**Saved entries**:
[Start of section]
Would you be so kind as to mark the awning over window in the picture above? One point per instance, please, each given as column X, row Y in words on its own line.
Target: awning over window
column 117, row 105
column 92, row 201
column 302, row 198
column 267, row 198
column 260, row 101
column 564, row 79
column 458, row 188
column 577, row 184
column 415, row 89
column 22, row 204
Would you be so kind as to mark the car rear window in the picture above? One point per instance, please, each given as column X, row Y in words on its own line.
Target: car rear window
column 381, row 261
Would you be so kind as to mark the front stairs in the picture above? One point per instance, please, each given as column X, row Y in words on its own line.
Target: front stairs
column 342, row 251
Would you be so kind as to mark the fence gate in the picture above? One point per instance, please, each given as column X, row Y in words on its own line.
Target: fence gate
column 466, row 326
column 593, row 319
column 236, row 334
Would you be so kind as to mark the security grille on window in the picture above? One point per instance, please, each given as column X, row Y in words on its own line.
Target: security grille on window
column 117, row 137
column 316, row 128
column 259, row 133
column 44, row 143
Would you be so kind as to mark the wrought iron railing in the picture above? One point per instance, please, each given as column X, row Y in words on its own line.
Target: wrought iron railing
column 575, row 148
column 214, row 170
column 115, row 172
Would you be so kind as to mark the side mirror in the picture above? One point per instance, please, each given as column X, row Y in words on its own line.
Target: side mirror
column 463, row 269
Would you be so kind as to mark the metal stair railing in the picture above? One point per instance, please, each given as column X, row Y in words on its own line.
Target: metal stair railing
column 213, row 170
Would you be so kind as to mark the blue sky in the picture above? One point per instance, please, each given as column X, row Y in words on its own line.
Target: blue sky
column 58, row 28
[End of section]
**The task**: Once more, write all of the records exactly as given.

**Task answer**:
Would you be so kind as to mark the awning over window in the picture above? One point per instance, please, each given as column X, row Y in words on its own line.
Target: awning over window
column 117, row 105
column 92, row 201
column 302, row 198
column 267, row 198
column 260, row 101
column 564, row 79
column 458, row 188
column 577, row 184
column 415, row 89
column 22, row 204
Would you be so kind as to mark the car rear window in the picture above? One point per instance, please, each given as column X, row Y in words on its own line.
Target: car rear window
column 381, row 261
Would you be so kind as to mark the front stairs in the picture above? One point per instance, please, each given as column X, row Y in words on its own line.
Target: front stairs
column 342, row 251
Would you be so kind as to mark the fence gate in the picture above? One point per instance, please, each given as column X, row Y in words on its own line.
Target: fence gate
column 466, row 326
column 593, row 319
column 236, row 334
Would you be so kind as to mark the security grille on window in the picture above? One point per instance, please, each given as column X, row Y in words on its own line.
Target: security grille on window
column 117, row 137
column 316, row 128
column 259, row 133
column 44, row 143
Would you be so kind as to mark the wrought iron railing in the picture above? One point per instance, please, each given as column X, row Y in words on its own line.
Target: wrought iron railing
column 575, row 148
column 214, row 170
column 115, row 172
Would you be so kind as to mark the side mirror in the picture above? One point per instance, please, each given as column X, row Y in words on its own line.
Target: side mirror
column 463, row 269
Would you be so kind as to mark the metal stair railing in the picture above? One point per instance, please, each given as column X, row Y in words on its own line.
Target: metal stair railing
column 213, row 170
Would you be so kind as to mark the blue sky in the picture above? One point per instance, please, each given as column X, row Y in words on its own line.
Target: blue sky
column 58, row 28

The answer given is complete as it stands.